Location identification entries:

━━━━━━

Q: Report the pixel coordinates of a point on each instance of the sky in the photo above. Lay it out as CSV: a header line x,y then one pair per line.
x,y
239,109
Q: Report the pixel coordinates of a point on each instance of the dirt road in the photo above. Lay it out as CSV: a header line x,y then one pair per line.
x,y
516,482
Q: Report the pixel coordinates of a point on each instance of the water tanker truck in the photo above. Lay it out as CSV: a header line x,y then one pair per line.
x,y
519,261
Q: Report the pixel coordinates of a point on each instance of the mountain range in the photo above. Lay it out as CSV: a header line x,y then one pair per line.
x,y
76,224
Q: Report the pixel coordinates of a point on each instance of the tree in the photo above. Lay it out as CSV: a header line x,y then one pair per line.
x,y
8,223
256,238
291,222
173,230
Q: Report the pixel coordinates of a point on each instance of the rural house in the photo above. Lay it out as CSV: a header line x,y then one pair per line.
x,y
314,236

━━━━━━

* Short task *
Rewrite the entire listing above, changing every "Report" to "Give" and leaving everything else the same.

* Exercise solution *
Q: Give the pixel coordinates of a point on each instance of the sky in the photo above. Lay it out as CSV: a header line x,y then one pair per line.
x,y
239,109
Q: Give the pixel coordinates of a point on each instance of the dirt road in the photo above. Lay it out as CSV: a header line x,y then one pair per line.
x,y
516,482
Q: Give the pixel coordinates of a point on each instance of the water tanker truck in the photo above. Lay it out as CSV: a header line x,y then one pair per line.
x,y
519,261
Q: Give the pixel coordinates of a point on each instance of the mountain range in the photo above. Lay it out as CSV: a header line x,y then one pair per line.
x,y
76,224
Q: Give the pixel coordinates of a point on each instance of the tree in the photo above. Lay it out as CSV: a header line x,y then one pair per line.
x,y
8,223
256,238
291,222
173,230
Q: Give the pixel coordinates of a point on each instance of the rural house in the photo above. Lay it out as CSV: a header line x,y then one pair per line.
x,y
314,236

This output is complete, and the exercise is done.